Page:

-------

INFO:root:VERSION 1.1.2


In [3]:
device = torch.device("cuda:0" if torch.cuda.is_available() else "cpu")
device

device(type='cuda', index=0)

## Parameters

There is no logic behind these, really. Go wild.

In [4]:
MODEL_NAME='tf_efficientnet_b3_ns'
N_CLASSES=15587
OUTPUT_SIZE = 1536
EMBEDDING_SIZE = 512
N_EPOCH=15
BATCH_SIZE=24
MODEL_LR = 1e-3
PCT_START=0.3
PATIENCE=5
N_WORKER=2
N_NEIGHBOURS = 1000

## Directories

We have now switched to using cropped images provided by Awsaf in the following notebook: https://www.kaggle.com/awsaf49/happywhale-cropped-dataset-yolov5. Please go give him an upvote if you like this notebook.

In [5]:
TRAIN_DIR = '../input/jpeg-happywhale-384x384/train_images-384-384/train_images-384-384'
TEST_DIR = '../input/jpeg-happywhale-384x384/test_images-384-384/test_images-384-384'
LOG_DIR = "../logs/{}".format(MODEL_NAME)
MODEL_DIR = "../models/{}".format(MODEL_NAME)

## Dataset

Create a basic dataset for loading images. 

Since we're planning to use pre-trained imagenet weights we need to normalize appropriately.

In [6]:

class HappyWhaleDataset(Dataset):
    def __init__(
        self,
        df: pd.DataFrame,
        image_dir: str,
        return_labels=True,
    ):
        self.df = df
        self.images = self.df["image"]
        self.image_dir = image_dir
        self.image_transform = Compose(
            [
                AutoAugment(AutoAugmentPolicy.IMAGENET),
                Lambda(lambda x: x / 255),
                Normalize(mean=[0.485, 0.456, 0.406], std=[0.229, 0.224, 0.225]),
                
            ]
        )

-------

Rows from a pointing dataset:
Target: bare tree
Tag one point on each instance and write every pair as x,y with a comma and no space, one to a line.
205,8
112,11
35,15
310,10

-------

Exercises:
A. In the notebook, what value is assigned to BATCH_SIZE?
B. Print every line of the dataset rows verbatim, in their original order.

Expected answers:
A. 24

B.
Target: bare tree
Tag one point on each instance and write every pair as x,y with a comma and no space, one to a line.
205,8
112,11
35,15
310,10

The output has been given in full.